(Stored records)

Content starts

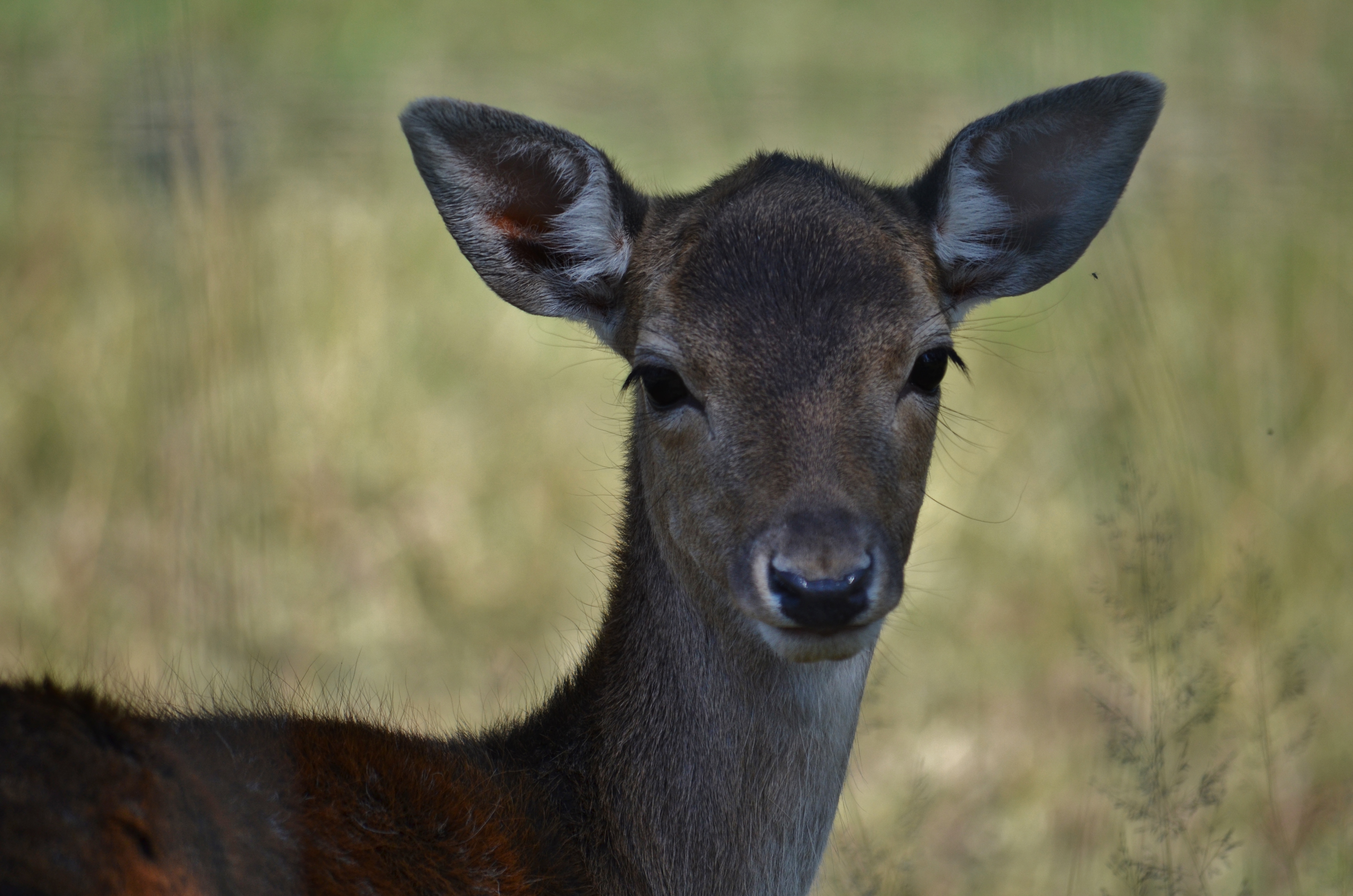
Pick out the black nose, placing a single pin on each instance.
(822, 604)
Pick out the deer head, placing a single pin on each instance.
(788, 327)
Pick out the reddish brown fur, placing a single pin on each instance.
(117, 802)
(788, 329)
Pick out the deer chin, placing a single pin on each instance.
(814, 646)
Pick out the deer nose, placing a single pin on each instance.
(822, 606)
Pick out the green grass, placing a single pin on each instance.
(259, 418)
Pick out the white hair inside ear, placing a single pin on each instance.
(592, 229)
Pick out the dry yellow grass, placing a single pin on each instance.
(259, 421)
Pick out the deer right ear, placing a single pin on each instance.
(1017, 197)
(542, 216)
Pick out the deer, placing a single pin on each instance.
(787, 328)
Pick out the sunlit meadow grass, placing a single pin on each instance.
(262, 423)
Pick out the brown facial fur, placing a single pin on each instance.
(793, 306)
(684, 756)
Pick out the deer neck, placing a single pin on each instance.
(719, 765)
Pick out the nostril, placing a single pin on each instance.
(822, 604)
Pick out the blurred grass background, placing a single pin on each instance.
(260, 420)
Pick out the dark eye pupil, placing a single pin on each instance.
(665, 388)
(929, 370)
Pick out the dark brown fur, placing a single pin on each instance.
(781, 324)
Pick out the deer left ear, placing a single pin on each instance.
(1017, 197)
(542, 216)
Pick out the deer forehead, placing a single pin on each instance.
(784, 278)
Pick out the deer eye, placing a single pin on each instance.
(930, 369)
(664, 386)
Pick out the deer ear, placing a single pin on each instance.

Content ends

TO DO
Every record above needs to be repeated exactly; pictures are to be left out.

ANSWER
Pick out the black nose, placing a single pin on each instance.
(822, 604)
Pick out the deer head, placing a single pin on each instance.
(788, 327)
Pick out the reddish brown fur, placing a single pin on each instance.
(117, 802)
(788, 329)
Pick out the deer chin, placing a single pin on each instance.
(814, 646)
Pick out the deer nose, placing a single pin on each instance.
(822, 606)
Pick out the green grass, placing a single pin on each instance.
(259, 418)
Pick out the white hair inside ear, placing a single pin on each instance.
(592, 229)
Pick out the dry yellow grass, placing a single pin on each instance.
(259, 421)
Pick out the deer right ear, placing a single pin on each instance.
(1017, 197)
(542, 216)
Pick out the deer, placing a single pin on each instance.
(787, 328)
Pick out the sunlit meadow grass, placing a single pin on each instance.
(262, 423)
Pick out the brown facial fur, placing a single pin on each instance.
(793, 306)
(684, 756)
Pick out the deer neck, placing a single pin on each instance.
(719, 765)
Pick out the nostril, placing a single pin on each instance.
(822, 604)
Pick out the blurred grass background, placing a single pin on each instance.
(260, 420)
Pick out the dark eye pupil, placing a single pin on each instance.
(665, 388)
(929, 370)
Pick out the dark brown fur, placing a single pin on each instance.
(781, 324)
Pick out the deer left ear, placing a single pin on each instance.
(1017, 197)
(542, 216)
Pick out the deer forehead, placing a single pin on each instance.
(784, 278)
Pick out the deer eye, placing a single pin on each instance.
(930, 369)
(664, 386)
Pick out the deer ear, placing a single pin on each instance.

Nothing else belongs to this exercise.